**WHAT YOU ARE ASKED TO DO**
Quote every line below exactly as it reads.

**ENTRIES SUPPLIED**
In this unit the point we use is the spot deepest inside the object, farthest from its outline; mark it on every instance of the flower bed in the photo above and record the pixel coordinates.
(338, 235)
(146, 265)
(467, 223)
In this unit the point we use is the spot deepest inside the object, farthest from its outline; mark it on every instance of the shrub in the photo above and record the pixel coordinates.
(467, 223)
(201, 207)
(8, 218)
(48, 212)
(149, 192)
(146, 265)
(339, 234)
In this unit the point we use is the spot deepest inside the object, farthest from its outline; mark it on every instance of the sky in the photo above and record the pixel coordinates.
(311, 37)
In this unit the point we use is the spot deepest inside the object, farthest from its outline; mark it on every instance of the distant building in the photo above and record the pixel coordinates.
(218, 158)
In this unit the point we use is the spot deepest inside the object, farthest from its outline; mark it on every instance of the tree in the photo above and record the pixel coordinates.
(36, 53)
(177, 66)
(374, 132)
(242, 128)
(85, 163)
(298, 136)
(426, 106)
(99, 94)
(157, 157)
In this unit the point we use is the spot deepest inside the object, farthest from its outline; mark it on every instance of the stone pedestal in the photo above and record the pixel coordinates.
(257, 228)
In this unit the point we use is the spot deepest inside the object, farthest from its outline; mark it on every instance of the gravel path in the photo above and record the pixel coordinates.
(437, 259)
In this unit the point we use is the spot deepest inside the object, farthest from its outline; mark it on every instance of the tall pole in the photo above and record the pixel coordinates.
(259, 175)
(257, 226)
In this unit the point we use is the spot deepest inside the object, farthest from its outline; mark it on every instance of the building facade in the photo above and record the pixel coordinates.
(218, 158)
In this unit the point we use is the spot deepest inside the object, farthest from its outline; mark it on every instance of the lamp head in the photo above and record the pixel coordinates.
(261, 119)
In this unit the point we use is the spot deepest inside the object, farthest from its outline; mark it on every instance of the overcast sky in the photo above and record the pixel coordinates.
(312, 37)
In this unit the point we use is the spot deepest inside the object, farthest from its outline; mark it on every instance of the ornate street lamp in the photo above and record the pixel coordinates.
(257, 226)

**RESPONSE**
In this unit the point we use is the spot deepest inside the object, farthest from its outline; mark it on every instance of the flower bed in the photo above and record the pixel coordinates.
(338, 235)
(146, 265)
(467, 223)
In this unit the point we use is the spot deepest inside the object, farthest from its outline; mark it on every instance of the shrub in the photo above and record the pixel coordinates.
(467, 223)
(201, 207)
(8, 218)
(48, 212)
(149, 192)
(146, 265)
(339, 234)
In this unit the point we use is the spot deepest inside the object, farthest from its outline; mark it on every instance of the sky in the photo above and record the pixel coordinates.
(311, 37)
In this unit the point we use is the spot deepest inside the object, farthest from its outline; mark it on every instance of the distant building in the photo above and record the pixel coordinates.
(218, 158)
In this unit the point we use is the spot deepest inside the object, farthest from its outline; mark it on every instance of the tree in the photo above and record the pixel coordinates.
(36, 53)
(177, 66)
(374, 132)
(242, 128)
(85, 163)
(298, 136)
(426, 106)
(99, 94)
(157, 157)
In this unit the point we use is the spot deepest inside the object, farthest from its outline; mark it on every instance of the stone pedestal in the photo above and record the pixel coordinates.
(257, 228)
In this unit the point we use is the spot deepest inside the object, farthest from its outline; mark it on every instance of the gravel path in the photo above and record the pixel coordinates.
(437, 259)
In this unit the point we use is the spot deepest inside the object, farthest from its outline; mark it on every instance of the tall pole in the photo above and record the pixel coordinates.
(259, 175)
(257, 226)
In this unit the point we use is the spot deepest inside the object, farthest from its outline; mark it on every instance of the building facade in the photo above and record the pixel coordinates.
(218, 158)
In this unit the point we use is the spot deepest inside the object, farthest from its outline; mark it on every instance of the lamp head in the photo above and record the pixel coordinates.
(261, 119)
In this unit the point we use is the spot deepest inside the object, farthest from its outline; mark it on every instance of the overcast sky in the photo above and record the pixel coordinates.
(312, 37)
In this unit the point we use is the spot deepest inside the object, farthest from its outline; mark it on every instance of the ornate street lamp in the photo above and record the pixel coordinates.
(257, 226)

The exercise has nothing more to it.